*DATA SHOWN*
/---

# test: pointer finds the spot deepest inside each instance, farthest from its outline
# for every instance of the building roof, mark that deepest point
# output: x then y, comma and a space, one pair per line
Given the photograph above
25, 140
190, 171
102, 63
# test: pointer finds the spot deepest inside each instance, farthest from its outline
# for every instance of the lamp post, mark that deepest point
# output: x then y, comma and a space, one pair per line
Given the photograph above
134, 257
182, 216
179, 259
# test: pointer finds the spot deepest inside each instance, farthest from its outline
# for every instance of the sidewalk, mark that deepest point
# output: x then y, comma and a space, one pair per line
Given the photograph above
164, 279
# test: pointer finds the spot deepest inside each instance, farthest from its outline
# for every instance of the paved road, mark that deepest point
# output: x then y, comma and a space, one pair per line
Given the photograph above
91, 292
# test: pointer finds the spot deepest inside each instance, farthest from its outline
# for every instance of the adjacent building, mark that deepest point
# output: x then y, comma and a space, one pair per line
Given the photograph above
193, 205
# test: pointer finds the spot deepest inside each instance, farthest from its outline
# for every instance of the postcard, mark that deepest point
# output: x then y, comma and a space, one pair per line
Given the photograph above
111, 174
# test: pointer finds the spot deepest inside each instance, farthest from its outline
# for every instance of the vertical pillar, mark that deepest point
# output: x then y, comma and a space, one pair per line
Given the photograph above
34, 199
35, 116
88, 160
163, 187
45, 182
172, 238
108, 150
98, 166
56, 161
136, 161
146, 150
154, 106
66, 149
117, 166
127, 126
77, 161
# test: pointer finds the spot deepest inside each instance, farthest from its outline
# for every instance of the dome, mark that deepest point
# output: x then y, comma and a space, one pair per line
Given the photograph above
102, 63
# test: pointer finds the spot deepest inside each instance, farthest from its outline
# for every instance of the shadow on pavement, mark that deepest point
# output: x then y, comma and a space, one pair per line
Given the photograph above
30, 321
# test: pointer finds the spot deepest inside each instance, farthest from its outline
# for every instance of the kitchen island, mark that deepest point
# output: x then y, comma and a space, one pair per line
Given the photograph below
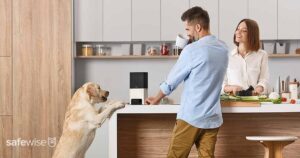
144, 131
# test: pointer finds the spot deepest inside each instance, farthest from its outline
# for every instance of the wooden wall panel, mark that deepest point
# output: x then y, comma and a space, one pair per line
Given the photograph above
5, 134
144, 136
5, 27
5, 86
41, 71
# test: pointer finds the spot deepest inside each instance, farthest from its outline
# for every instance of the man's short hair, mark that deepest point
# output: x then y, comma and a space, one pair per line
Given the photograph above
196, 15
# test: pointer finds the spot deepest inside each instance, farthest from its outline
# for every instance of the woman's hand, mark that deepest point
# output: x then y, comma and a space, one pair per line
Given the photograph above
258, 90
232, 89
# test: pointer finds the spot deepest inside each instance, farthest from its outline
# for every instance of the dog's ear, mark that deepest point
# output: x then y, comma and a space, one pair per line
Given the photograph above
91, 90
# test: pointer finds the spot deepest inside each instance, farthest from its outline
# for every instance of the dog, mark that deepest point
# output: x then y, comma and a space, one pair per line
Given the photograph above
82, 119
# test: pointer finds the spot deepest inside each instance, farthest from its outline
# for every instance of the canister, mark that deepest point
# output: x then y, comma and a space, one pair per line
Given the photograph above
87, 50
293, 87
98, 49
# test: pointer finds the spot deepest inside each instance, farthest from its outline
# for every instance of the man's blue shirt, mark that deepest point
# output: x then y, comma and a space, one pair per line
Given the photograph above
202, 66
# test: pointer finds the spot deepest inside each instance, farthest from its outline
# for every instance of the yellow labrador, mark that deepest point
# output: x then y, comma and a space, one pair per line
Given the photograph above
82, 119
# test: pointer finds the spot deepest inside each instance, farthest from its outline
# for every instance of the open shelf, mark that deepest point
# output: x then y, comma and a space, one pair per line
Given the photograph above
168, 57
127, 57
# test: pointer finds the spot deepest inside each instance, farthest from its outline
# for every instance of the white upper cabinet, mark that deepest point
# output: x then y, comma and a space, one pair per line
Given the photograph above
116, 20
212, 7
266, 17
231, 13
171, 24
88, 20
145, 20
288, 19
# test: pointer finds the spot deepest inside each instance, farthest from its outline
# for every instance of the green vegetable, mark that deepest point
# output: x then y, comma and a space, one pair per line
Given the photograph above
276, 101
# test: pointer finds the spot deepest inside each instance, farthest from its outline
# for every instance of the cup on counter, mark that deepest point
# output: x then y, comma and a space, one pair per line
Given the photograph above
181, 42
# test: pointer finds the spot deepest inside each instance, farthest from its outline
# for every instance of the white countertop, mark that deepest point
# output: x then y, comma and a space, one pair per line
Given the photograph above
160, 109
172, 109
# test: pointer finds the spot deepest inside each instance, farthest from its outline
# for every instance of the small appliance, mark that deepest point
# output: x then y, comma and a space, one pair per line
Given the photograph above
138, 91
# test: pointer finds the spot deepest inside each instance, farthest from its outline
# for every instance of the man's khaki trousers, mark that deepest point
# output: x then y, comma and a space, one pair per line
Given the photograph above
185, 136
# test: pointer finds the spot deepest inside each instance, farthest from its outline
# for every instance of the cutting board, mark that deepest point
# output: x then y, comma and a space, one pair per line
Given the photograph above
239, 104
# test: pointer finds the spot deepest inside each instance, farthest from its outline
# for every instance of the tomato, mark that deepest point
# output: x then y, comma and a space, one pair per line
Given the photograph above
293, 101
283, 99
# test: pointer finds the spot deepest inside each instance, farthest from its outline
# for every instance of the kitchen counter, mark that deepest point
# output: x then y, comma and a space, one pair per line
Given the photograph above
159, 109
128, 116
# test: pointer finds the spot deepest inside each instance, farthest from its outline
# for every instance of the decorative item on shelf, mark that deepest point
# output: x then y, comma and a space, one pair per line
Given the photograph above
164, 50
282, 47
105, 50
98, 50
268, 47
298, 51
152, 51
181, 41
176, 50
166, 100
87, 50
293, 87
137, 49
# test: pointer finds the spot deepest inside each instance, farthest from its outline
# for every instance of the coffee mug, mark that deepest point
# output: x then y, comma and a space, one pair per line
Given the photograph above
181, 42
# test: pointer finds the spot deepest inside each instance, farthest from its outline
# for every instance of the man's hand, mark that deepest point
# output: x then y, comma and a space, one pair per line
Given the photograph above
258, 90
232, 89
155, 100
152, 101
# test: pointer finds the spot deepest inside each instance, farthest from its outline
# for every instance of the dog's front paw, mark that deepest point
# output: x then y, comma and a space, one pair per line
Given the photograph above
116, 104
119, 105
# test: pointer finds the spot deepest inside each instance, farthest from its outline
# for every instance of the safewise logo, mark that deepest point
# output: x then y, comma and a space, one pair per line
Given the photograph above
50, 142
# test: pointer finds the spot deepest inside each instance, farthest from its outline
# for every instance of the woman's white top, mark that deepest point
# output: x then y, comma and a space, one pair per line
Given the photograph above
252, 70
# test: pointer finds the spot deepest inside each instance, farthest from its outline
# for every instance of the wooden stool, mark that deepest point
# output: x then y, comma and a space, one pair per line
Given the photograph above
273, 144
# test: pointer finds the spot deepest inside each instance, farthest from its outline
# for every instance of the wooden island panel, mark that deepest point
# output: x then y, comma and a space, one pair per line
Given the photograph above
148, 135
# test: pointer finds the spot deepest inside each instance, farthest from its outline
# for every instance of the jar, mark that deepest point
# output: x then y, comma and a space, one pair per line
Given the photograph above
87, 50
293, 86
98, 50
106, 50
164, 50
176, 50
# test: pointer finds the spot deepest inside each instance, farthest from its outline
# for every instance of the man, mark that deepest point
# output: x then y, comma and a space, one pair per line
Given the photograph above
202, 66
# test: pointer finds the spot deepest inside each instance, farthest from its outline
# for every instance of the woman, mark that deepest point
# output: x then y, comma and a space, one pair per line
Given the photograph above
248, 64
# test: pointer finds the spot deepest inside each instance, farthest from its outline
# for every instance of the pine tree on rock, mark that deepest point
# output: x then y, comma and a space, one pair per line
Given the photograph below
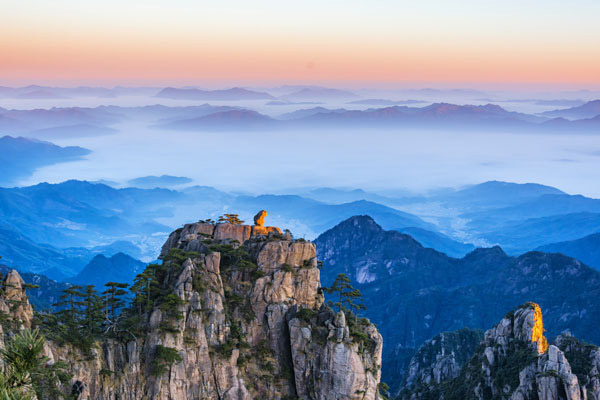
113, 302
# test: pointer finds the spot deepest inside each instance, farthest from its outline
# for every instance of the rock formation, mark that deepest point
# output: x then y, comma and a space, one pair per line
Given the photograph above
259, 219
442, 357
514, 361
248, 321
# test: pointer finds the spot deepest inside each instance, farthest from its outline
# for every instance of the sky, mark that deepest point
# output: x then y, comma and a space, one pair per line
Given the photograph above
344, 43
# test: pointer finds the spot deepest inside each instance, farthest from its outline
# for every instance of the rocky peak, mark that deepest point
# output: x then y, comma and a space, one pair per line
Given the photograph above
514, 361
193, 237
14, 303
525, 325
244, 319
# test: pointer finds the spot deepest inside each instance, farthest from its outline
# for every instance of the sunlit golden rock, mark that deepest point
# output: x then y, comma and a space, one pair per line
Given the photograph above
259, 219
264, 230
537, 333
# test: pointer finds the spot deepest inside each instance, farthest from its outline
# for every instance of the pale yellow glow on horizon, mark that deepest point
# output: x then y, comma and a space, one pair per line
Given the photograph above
185, 41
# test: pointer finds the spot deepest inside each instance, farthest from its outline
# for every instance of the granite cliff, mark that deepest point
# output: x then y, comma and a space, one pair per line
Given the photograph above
513, 361
241, 316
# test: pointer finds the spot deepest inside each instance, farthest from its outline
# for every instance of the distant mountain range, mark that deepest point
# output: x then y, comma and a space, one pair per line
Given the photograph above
385, 102
413, 293
225, 120
71, 131
586, 249
53, 217
489, 117
101, 269
49, 92
81, 121
163, 181
318, 94
588, 110
31, 120
210, 95
20, 157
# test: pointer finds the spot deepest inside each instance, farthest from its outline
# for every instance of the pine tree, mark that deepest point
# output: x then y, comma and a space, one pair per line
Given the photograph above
142, 290
92, 312
231, 219
348, 296
113, 303
71, 304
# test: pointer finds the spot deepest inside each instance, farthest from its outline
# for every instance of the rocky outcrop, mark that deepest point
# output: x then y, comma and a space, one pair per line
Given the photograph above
584, 359
514, 361
431, 293
247, 321
14, 305
442, 357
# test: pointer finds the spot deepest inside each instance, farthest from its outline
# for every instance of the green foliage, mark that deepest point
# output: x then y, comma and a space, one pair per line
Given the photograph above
287, 268
114, 301
384, 391
306, 314
26, 373
169, 305
78, 321
348, 296
164, 357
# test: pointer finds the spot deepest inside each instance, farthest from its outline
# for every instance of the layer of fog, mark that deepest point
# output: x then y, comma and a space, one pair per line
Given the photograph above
266, 162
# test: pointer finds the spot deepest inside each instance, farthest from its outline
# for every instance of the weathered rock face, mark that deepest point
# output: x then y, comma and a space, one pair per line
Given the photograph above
514, 361
442, 357
240, 328
259, 218
14, 303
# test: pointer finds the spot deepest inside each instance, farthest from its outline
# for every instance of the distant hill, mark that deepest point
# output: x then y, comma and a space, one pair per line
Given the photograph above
118, 268
71, 131
319, 216
318, 94
30, 120
79, 213
26, 254
152, 181
590, 109
226, 120
439, 242
20, 157
385, 102
46, 295
496, 194
413, 293
208, 95
586, 249
309, 111
532, 233
546, 205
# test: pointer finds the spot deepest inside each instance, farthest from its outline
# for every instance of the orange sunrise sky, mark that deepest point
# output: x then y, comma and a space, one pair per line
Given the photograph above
260, 42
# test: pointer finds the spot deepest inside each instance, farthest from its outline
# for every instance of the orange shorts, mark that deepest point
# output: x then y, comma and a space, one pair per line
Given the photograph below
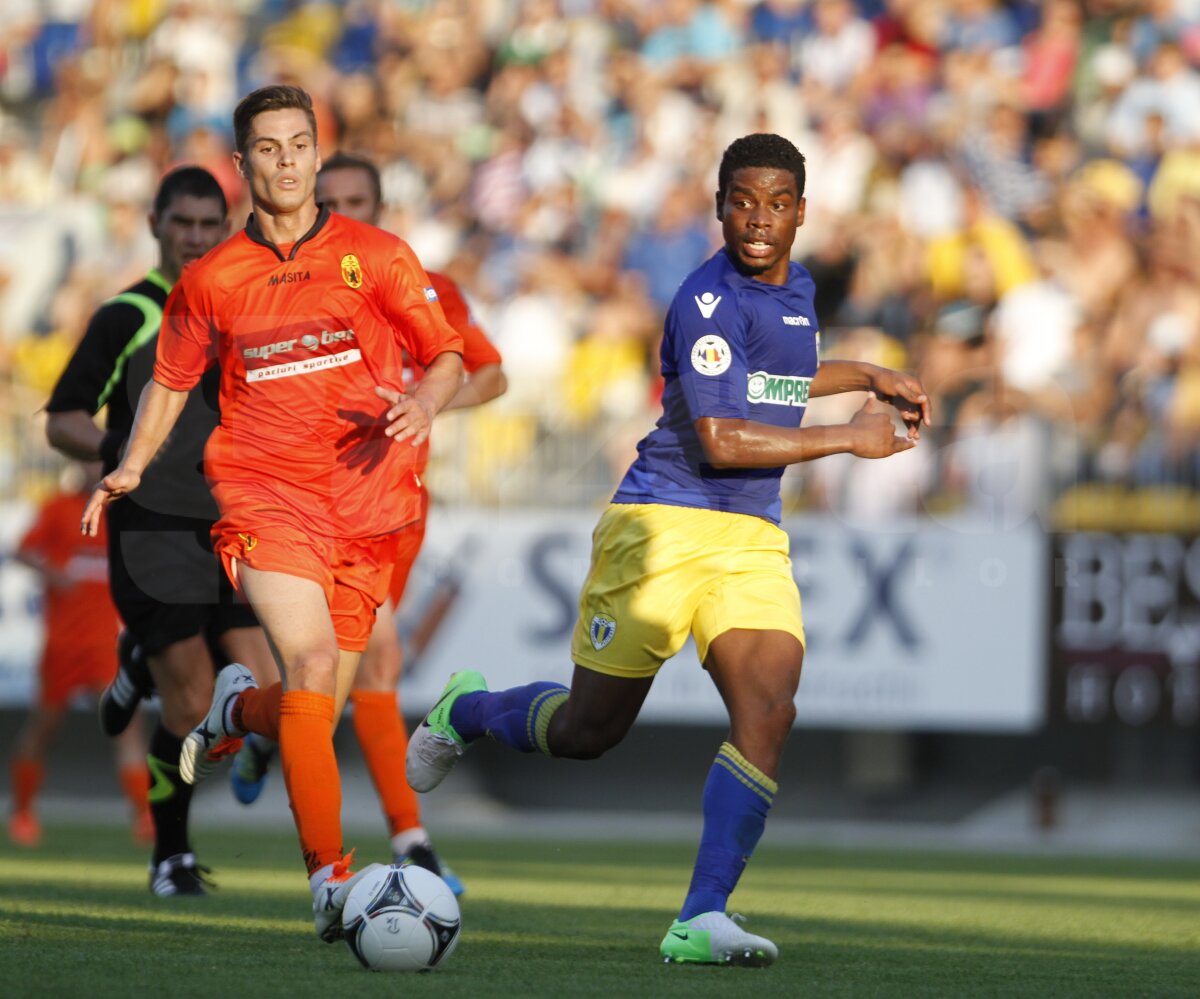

\---

*CHALLENGE*
Extract every line from the items above that contains the string "orange". Matching is case-sensitive.

*TASK OUTPUT*
# for every instance of the orange sunrise sky, mark that deepest point
# for every instance of the orange shorts, mark that deepest point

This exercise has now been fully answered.